Llanmartin (Llanfarthin) is a village and parish in the city of Newport, Wales.

== The community ==
The parish contains several communities and is centred on the parish church which is dedicated to St. Martin. The word llan means 'church' in Welsh. The Welsh name Llanfarthin contains a mutated form of Marthin, the Welsh form of Martin.

== Underwood ==
Within the parish is Underwood which has an early 1960s council housing estate that consists of houses, shops, a leisure centre, Baptist church and social club. A Westbury homes development was built in Underwood in the 1990s.

The Underwood Estate was originally developed from the former World War II Prisoner-of-war camp after the war, in the late 1940s. A few examples of the surviving former PoW huts were visible until the early 1990s, when they were demolished. The original huts stood as early community buildings. In the early 1980s several huts and a water tower were also visible on the now Waltwood Park Drive area, this area belonged to the General Post Office and was used to house old telecommunications equipment until it was sold and demolished by British Telecom who took over the site when the organisation was privatised in the early 1980s. The land was subsequently sold to Westbury homes who built the Waltwood Park Drive Development of around 220 houses on the land.

• **Exercise requirements**:
A - Condense the paragraph of the Llanmartin excerpt that begins "The Underwood Estate was originally developed" into a short bulleted list of its main facts.
B - Reproduce a passage of the Llanmartin excerpt word for word, starting at "The Underwood Estate" and ending after "on the land.".
C - According to the Llanmartin excerpt, to whom is the parish church dedicated?

• **Entries provided**:
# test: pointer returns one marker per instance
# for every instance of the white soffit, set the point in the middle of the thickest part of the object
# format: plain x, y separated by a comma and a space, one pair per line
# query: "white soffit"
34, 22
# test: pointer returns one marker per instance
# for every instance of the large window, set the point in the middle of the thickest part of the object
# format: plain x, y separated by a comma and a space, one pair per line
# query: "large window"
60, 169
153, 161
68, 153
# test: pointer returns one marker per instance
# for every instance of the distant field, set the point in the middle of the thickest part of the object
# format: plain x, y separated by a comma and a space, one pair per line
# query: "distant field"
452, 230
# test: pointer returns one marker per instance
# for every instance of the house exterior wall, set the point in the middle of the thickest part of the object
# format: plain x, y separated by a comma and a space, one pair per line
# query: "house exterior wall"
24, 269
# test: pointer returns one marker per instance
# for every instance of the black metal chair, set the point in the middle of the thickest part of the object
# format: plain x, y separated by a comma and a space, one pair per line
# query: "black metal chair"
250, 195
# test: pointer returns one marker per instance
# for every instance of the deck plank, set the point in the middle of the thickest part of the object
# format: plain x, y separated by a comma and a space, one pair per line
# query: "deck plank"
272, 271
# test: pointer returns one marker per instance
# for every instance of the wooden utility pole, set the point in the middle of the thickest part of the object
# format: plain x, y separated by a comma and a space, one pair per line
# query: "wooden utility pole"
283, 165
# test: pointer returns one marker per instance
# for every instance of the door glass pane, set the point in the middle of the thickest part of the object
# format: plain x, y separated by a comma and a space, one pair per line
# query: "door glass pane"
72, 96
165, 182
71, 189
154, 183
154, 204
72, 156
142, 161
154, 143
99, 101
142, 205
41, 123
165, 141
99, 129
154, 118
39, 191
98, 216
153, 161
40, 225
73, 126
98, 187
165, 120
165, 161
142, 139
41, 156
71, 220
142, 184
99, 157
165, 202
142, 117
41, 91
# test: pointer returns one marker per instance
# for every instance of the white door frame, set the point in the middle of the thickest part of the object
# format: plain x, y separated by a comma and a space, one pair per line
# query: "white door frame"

--

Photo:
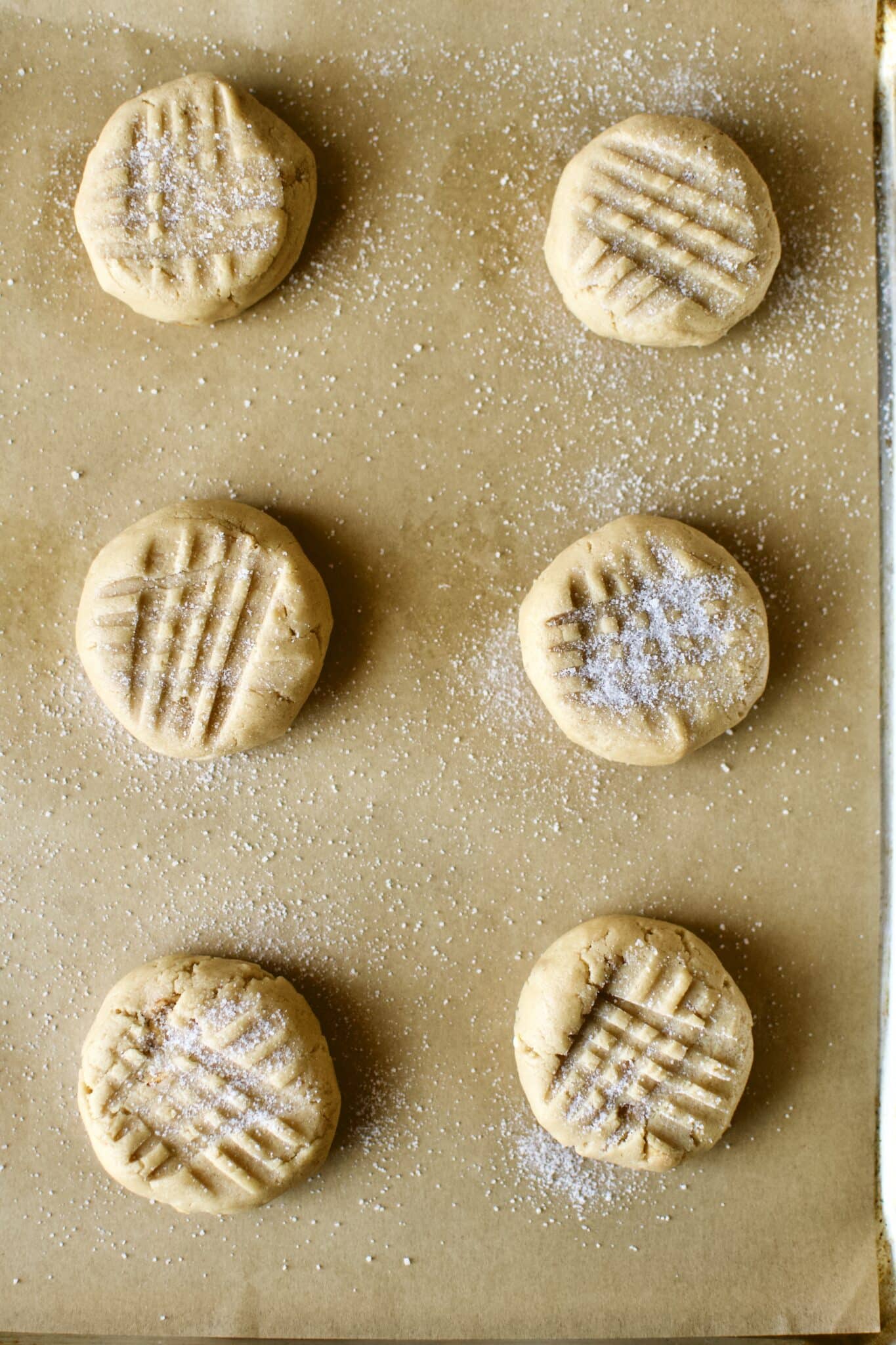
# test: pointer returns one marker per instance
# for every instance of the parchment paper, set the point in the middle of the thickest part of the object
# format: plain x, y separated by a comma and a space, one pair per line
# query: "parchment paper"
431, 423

* * *

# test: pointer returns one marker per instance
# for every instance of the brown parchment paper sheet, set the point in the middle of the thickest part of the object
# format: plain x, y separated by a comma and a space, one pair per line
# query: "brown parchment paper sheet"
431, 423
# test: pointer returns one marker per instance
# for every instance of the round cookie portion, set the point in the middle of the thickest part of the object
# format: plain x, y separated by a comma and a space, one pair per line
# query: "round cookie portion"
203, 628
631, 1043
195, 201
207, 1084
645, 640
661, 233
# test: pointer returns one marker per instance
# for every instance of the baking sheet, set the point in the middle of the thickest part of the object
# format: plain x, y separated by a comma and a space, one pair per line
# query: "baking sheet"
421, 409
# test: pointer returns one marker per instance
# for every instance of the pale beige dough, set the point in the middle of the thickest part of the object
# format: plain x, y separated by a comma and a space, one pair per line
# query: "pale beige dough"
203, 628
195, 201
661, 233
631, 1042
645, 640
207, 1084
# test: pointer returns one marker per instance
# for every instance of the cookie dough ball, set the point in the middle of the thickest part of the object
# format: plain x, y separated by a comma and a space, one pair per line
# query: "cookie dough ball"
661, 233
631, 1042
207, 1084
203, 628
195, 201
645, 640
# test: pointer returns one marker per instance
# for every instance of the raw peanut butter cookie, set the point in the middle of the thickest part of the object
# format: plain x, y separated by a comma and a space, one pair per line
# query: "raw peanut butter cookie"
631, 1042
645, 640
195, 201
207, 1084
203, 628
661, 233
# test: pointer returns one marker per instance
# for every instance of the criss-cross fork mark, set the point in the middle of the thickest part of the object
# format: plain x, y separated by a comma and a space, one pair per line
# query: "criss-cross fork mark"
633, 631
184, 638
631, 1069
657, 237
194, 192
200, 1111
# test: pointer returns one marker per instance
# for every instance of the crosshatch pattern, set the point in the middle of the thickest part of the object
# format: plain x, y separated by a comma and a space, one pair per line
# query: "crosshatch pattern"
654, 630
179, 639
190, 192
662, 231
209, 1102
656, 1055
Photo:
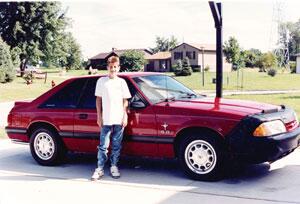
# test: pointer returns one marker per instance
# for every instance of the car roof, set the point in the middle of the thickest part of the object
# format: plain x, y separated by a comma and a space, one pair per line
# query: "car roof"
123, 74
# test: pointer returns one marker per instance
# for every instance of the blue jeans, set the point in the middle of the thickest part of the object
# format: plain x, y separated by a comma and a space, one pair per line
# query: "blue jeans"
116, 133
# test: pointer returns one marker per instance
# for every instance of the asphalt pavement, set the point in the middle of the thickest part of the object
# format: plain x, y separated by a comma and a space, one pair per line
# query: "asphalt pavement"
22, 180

• **Solution set**:
A -
- The Underwood Estate was developed in the late 1940s from a former World War II prisoner-of-war camp.
- Some surviving PoW huts served as early community buildings and stood until they were demolished in the early 1990s.
- In the early 1980s, huts and a water tower stood on what is now the Waltwood Park Drive area. The land belonged to the General Post Office and held old telecommunications equipment.
- British Telecom took over the site after privatization in the early 1980s, then sold it and demolished the structures.
- Westbury homes later bought the land and built the Waltwood Park Drive Development of around 220 houses.

B -
The Underwood Estate was originally developed from the former World War II Prisoner-of-war camp after the war, in the late 1940s. A few examples of the surviving former PoW huts were visible until the early 1990s, when they were demolished. The original huts stood as early community buildings. In the early 1980s several huts and a water tower were also visible on the now Waltwood Park Drive area, this area belonged to the General Post Office and was used to house old telecommunications equipment until it was sold and demolished by British Telecom who took over the site when the organisation was privatised in the early 1980s. The land was subsequently sold to Westbury homes who built the Waltwood Park Drive Development of around 220 houses on the land.

C - St. Martin.